Part I: Oscillations | Chapter 2

Damped & Driven Oscillators

Real oscillators lose energy — and gain it from external driving forces

2.1 The Damped Harmonic Oscillator

Derivation 1: Equation of Motion with Damping

Real oscillators experience friction or resistive forces that dissipate energy. For a viscous damping force proportional to velocity, $F_{\text{damp}} = -b\dot{x}$, Newton's second law gives:

$$m\ddot{x} + b\dot{x} + kx = 0$$$$\ddot{x} + 2\gamma\dot{x} + \omega_0^2 x = 0$$

where $\gamma = b/(2m)$ is the damping rate and $\omega_0 = \sqrt{k/m}$

Trying $x = e^{\alpha t}$, we get the characteristic equation:

$$\alpha^2 + 2\gamma\alpha + \omega_0^2 = 0 \quad \Longrightarrow \quad \alpha = -\gamma \pm \sqrt{\gamma^2 - \omega_0^2}$$

The nature of the solution depends critically on the ratio $\gamma/\omega_0$, which defines three qualitatively different regimes.

2.2 Three Damping Regimes

Figure. Three damping regimes: underdamped (blue, oscillatory decay), critically damped (yellow, fastest non-oscillatory return), and overdamped (red, sluggish exponential decay).

Derivation 2: Classification of Solutions

Underdamped: $\gamma < \omega_0$

The discriminant is negative, giving complex roots. The system oscillates with exponentially decaying amplitude:

$$x(t) = Ae^{-\gamma t}\cos(\omega_d t + \phi) \quad \text{where } \omega_d = \sqrt{\omega_0^2 - \gamma^2}$$

The damped frequency $\omega_d$ is always less than $\omega_0$. This is the most common case in practice: the system rings down with decaying oscillations.

Critically Damped: $\gamma = \omega_0$

The discriminant is zero, giving a repeated root $\alpha = -\gamma$. The general solution requires a second, linearly independent solution:

$$x(t) = (C_1 + C_2 t)e^{-\gamma t}$$

This is the fastest return to equilibrium without oscillation. Critical damping is used in door closers, car suspensions, and galvanometer movements.

Overdamped: $\gamma > \omega_0$

Both roots are real and negative. The system returns to equilibrium sluggishly without oscillation:

$$x(t) = C_1 e^{\alpha_+ t} + C_2 e^{\alpha_- t} \quad \text{where } \alpha_\pm = -\gamma \pm \sqrt{\gamma^2 - \omega_0^2}$$

Both exponentials decay, but the slower one ($\alpha_+$) dominates at late times. The return to equilibrium is always slower than critical damping.

# # # # #

- [Objective a]:
Pull out every line of the records that contains the string "shingle", matching case exactly.
The records below have no connection to the oscillator passage.

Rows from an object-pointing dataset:
# # # # #

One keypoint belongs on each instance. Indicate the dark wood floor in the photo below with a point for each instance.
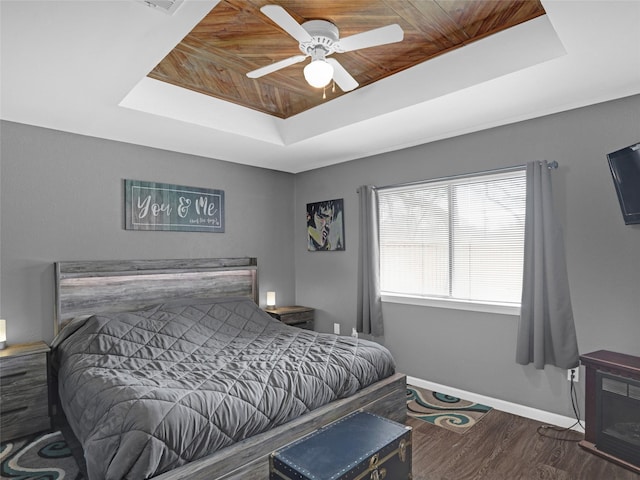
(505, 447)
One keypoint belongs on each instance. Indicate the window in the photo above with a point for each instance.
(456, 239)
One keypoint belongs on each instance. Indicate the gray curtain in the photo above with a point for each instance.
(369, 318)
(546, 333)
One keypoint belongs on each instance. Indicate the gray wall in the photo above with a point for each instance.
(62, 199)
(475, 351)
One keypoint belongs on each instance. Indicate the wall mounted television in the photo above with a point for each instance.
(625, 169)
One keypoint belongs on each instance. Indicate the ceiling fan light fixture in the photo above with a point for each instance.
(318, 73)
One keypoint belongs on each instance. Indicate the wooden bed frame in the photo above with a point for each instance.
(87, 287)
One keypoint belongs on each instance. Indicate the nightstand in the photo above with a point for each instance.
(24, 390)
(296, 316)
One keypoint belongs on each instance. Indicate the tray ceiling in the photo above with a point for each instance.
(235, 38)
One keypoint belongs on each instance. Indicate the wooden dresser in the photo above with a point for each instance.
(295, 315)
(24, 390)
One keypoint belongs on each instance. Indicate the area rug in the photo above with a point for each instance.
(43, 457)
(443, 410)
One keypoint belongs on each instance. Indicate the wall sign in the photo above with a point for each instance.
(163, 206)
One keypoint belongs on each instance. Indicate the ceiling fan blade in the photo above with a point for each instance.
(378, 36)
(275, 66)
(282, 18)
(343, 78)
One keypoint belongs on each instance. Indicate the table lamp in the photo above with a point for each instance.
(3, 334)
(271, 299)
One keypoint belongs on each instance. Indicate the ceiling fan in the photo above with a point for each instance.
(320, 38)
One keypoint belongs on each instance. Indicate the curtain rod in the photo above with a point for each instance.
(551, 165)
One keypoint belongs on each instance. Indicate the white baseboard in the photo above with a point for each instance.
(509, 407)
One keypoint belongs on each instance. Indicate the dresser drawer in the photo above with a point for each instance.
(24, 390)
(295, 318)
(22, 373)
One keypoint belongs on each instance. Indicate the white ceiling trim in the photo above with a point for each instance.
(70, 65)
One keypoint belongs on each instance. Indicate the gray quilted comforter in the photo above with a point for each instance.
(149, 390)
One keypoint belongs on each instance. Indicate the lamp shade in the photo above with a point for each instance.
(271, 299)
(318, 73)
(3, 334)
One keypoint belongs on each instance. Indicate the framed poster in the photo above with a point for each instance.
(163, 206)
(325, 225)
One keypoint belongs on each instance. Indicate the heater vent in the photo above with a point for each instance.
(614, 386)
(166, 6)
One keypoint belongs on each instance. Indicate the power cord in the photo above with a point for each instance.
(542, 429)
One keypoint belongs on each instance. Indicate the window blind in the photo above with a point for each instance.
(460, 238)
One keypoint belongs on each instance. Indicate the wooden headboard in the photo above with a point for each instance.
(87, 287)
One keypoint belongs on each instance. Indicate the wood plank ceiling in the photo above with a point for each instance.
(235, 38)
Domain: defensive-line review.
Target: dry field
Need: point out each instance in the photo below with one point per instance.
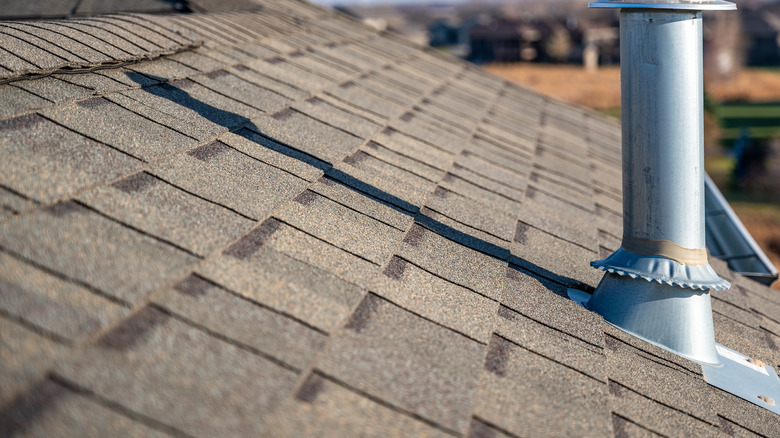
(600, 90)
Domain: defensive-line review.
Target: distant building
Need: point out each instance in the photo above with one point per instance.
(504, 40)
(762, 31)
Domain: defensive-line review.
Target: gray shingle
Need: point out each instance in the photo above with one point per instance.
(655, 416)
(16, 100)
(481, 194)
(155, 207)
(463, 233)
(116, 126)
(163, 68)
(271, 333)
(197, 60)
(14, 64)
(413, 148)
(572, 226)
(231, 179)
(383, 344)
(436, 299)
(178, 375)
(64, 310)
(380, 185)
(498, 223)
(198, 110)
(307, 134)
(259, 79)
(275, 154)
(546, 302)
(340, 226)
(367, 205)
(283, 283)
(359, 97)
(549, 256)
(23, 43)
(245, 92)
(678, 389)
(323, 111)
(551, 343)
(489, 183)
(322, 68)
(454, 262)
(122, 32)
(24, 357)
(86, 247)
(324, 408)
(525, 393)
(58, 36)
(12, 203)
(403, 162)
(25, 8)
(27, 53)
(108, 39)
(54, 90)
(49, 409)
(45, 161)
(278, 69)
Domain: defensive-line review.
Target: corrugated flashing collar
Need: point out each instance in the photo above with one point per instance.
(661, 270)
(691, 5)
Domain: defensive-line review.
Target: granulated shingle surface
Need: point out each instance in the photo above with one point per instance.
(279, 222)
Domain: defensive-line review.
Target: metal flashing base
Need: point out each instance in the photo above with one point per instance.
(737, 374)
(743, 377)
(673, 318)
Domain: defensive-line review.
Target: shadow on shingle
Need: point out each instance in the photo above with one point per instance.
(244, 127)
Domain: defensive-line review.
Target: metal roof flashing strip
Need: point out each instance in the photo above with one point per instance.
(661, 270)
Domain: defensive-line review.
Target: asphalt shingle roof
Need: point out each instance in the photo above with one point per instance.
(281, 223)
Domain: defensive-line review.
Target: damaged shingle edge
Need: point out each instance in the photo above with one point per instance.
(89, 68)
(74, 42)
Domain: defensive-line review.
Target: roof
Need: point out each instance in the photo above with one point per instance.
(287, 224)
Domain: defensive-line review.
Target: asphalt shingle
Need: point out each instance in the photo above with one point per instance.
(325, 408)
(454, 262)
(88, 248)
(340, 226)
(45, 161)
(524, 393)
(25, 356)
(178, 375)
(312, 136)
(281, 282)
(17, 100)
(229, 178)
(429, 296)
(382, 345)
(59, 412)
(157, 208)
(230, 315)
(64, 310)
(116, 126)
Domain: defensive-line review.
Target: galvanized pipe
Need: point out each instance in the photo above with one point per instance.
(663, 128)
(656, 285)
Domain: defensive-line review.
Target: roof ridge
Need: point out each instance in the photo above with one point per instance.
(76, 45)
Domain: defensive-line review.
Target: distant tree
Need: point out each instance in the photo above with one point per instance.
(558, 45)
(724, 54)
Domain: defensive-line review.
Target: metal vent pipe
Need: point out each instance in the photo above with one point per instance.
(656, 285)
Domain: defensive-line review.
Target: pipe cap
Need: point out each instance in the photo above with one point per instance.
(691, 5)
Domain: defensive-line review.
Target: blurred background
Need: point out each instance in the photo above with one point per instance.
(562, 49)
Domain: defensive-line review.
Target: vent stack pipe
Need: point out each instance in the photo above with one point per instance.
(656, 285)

# # # # #

- [Objective b]:
Quote the oscillator passage from the words "where $\gamma = b/(2m)$" through the words "sluggish exponential decay).", starting at the first and ending after the second.

- [Exercise answer a]:
Target: gray shingle
Target: granulated shingle surface
Target: shadow on shingle
Target: asphalt shingle roof
Target: damaged shingle edge
Target: asphalt shingle

- [Exercise answer b]:
where $\gamma = b/(2m)$ is the damping rate and $\omega_0 = \sqrt{k/m}$

Trying $x = e^{\alpha t}$, we get the characteristic equation:

$$\alpha^2 + 2\gamma\alpha + \omega_0^2 = 0 \quad \Longrightarrow \quad \alpha = -\gamma \pm \sqrt{\gamma^2 - \omega_0^2}$$

The nature of the solution depends critically on the ratio $\gamma/\omega_0$, which defines three qualitatively different regimes.

2.2 Three Damping Regimes

Figure. Three damping regimes: underdamped (blue, oscillatory decay), critically damped (yellow, fastest non-oscillatory return), and overdamped (red, sluggish exponential decay).